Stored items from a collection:
◆ ◆ ◆

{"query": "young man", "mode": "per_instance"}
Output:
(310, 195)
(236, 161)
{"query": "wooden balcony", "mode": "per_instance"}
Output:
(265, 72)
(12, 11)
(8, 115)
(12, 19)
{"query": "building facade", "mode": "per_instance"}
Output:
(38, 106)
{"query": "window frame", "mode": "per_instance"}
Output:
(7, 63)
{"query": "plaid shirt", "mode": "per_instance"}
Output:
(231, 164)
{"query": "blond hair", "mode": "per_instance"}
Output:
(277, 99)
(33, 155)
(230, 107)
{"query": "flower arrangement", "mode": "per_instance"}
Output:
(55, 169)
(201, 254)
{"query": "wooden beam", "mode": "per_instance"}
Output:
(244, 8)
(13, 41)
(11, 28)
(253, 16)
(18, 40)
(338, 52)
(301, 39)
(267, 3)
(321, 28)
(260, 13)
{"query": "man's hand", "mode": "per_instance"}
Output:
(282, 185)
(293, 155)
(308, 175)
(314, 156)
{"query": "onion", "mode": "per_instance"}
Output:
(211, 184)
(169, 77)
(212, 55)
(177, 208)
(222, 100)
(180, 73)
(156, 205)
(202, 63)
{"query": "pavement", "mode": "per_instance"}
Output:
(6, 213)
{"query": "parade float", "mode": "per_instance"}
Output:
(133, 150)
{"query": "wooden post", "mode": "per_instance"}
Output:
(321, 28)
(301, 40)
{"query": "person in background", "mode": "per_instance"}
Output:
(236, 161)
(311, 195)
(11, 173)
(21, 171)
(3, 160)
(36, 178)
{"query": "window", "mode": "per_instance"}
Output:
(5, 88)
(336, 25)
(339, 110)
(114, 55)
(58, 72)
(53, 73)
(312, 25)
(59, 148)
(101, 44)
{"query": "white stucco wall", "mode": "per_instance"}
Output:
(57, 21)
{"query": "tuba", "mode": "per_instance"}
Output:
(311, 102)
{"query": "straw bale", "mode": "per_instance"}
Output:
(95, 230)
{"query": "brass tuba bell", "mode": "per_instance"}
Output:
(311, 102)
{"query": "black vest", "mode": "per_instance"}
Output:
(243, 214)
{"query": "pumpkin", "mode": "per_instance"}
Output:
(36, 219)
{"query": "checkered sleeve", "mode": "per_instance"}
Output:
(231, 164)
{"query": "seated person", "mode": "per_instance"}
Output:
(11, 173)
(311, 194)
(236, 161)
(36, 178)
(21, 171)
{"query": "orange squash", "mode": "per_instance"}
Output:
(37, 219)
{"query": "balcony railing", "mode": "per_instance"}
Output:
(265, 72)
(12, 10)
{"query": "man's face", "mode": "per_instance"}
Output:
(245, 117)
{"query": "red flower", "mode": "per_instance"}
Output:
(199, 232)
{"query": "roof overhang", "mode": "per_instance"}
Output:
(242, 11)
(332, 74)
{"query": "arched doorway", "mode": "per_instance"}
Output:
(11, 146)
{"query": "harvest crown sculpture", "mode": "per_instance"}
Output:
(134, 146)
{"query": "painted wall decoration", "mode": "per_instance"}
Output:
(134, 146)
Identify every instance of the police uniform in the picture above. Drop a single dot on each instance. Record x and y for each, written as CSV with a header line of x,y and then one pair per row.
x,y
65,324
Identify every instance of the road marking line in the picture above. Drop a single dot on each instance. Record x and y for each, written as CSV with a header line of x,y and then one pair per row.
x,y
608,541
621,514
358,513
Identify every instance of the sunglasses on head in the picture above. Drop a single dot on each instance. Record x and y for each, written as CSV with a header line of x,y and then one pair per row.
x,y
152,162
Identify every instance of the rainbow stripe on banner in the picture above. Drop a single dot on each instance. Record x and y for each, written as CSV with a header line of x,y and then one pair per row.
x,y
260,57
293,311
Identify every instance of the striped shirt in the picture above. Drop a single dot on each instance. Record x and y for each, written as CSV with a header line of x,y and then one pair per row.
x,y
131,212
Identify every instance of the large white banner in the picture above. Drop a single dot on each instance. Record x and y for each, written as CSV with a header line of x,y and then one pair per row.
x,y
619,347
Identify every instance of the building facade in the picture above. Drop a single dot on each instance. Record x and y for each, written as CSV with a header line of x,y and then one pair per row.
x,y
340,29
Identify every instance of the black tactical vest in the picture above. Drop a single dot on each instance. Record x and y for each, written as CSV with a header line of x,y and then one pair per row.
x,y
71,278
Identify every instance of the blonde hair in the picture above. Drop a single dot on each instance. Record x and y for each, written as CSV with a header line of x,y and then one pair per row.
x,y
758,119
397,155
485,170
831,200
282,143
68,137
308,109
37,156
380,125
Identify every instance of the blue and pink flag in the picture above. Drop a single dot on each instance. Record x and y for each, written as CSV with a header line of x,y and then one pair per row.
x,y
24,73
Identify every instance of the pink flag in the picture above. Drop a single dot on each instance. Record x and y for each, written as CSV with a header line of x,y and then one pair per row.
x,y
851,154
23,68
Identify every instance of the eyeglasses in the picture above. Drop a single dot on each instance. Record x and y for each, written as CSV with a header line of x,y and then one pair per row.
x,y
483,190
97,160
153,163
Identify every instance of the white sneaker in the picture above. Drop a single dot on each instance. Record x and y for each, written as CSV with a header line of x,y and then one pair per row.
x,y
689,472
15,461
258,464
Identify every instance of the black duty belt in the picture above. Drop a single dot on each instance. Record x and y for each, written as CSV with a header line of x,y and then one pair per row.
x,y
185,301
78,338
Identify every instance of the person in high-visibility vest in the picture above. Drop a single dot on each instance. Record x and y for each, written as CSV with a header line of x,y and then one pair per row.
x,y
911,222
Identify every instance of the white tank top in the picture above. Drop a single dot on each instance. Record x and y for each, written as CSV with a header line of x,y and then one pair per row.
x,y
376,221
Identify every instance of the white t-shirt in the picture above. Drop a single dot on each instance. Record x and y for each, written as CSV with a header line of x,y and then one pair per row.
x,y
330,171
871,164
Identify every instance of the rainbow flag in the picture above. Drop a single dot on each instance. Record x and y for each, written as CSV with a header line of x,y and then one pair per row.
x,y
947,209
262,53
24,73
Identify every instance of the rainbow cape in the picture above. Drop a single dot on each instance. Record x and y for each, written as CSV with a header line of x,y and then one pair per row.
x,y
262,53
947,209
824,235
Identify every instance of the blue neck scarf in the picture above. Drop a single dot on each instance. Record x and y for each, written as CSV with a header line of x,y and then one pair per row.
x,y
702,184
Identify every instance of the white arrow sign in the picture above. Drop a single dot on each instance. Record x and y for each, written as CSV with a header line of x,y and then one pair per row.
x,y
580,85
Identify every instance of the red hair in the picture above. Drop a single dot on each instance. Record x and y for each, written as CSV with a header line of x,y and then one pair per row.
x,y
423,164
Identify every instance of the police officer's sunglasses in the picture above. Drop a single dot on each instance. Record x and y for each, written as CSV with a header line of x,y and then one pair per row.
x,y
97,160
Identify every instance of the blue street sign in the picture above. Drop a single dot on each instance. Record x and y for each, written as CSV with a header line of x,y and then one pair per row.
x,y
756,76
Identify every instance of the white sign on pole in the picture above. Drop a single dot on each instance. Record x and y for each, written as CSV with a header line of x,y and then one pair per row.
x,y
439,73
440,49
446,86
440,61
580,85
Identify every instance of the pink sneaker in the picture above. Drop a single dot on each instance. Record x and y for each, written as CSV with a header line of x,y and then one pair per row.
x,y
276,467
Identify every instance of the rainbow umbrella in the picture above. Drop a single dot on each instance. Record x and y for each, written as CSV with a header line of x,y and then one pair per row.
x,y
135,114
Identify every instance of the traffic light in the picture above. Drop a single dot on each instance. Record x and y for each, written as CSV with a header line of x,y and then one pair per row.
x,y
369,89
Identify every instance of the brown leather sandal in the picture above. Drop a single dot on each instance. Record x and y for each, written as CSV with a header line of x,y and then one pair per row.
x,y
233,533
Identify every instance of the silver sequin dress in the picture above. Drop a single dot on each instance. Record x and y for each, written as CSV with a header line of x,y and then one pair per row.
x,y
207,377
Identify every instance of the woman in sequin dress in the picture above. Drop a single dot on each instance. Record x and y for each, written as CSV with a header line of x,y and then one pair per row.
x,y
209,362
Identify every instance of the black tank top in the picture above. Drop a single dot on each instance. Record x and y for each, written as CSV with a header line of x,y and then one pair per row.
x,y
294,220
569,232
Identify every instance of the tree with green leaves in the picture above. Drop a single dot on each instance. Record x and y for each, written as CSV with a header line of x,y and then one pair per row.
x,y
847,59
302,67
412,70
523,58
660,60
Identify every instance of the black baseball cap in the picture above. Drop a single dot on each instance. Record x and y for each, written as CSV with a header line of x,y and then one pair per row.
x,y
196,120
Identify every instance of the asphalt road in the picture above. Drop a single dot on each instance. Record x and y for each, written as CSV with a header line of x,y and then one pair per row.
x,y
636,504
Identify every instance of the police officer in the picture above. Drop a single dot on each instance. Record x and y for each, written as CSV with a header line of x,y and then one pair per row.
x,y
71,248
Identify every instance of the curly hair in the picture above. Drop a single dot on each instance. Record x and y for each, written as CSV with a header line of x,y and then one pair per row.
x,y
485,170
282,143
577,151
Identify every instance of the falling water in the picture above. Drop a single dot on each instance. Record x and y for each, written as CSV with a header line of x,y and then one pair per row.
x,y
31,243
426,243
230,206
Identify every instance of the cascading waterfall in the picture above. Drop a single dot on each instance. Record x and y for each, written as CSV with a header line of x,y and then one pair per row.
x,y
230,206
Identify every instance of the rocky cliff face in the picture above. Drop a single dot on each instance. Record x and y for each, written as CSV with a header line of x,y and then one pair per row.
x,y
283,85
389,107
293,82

◆ ◆ ◆

**What you are asked to do**: For each line above that includes "wooden", make a copy.

**Answer box**:
{"query": "wooden balcony", "mode": "per_instance"}
{"query": "wooden beam", "mode": "per_instance"}
{"query": "wooden post", "mode": "per_instance"}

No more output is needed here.